Axios Pro Rata

July 07, 2026
🏎️ Formula 1 just completed its ninth race of the season, with Ferrari's Charles Leclerc winning the British Grand Prix at Silverstone, so we wanted to take a detour into the business of luxe motorsports.
- This special send is part of a larger editorial partnership between Axios and The Race Media.
- Not sure how often we're going to do things like this, but certainly appreciate any feedback (positive, negative, bemused, etc.).
Top of the Morning
When we talk about private equity involvement in professional sports, it's almost always tied to team ownership.
- But with F1, the relationship is deeper.
The big picture: Private equity-backed companies play a significant role in the F1 supply chain. For example:
- Motion Applied: British maker of the standard electronic control unit for every F1 car. Owned by Greybull Capital.
- VI-grade: German developer of driving simulators and simulation software that's used by F1 and other motorsport teams. Owned by KKR portfolio company Spectris, and previously by The Riverside Company.
- Dynisma: Another driver-in-the-loop simulation leader, with backing from firms like Dolphin Capital.

> _Direction 1_: Shift every answer coordinate in the entries by adding 19 to each number. Do this for the lines from the one containing "Guideline: for each instance of the open" through the end of the entries, inclusive, and reproduce all of those lines, guidelines and samples included.
The newsletter excerpt above and the entries that come next are unrelated material.

> _Supplied data_:
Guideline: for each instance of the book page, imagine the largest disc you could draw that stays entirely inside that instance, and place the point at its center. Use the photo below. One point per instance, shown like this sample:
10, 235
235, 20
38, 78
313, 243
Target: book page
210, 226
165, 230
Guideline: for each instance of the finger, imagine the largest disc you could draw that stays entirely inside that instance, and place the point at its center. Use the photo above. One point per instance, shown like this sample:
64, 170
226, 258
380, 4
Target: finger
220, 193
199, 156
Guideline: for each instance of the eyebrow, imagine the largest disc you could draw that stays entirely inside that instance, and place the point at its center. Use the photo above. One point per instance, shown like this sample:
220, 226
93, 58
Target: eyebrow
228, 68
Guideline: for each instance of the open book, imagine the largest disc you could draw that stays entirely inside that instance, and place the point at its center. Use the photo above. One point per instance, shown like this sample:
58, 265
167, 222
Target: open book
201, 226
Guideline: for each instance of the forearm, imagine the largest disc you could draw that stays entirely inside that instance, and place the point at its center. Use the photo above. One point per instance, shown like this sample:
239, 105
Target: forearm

> _Direction 2_: According to the newsletter excerpt, which firm owns Motion Applied?

> _Exercise response 1_:
Guideline: for each instance of the open book, imagine the largest disc you could draw that stays entirely inside that instance, and place the point at its center. Use the photo above. One point per instance, shown like this sample:
58, 265
167, 222
Target: open book
220, 245
Guideline: for each instance of the forearm, imagine the largest disc you could draw that stays entirely inside that instance, and place the point at its center. Use the photo above. One point per instance, shown like this sample:
239, 105
Target: forearm

> _Exercise response 2_: Greybull Capital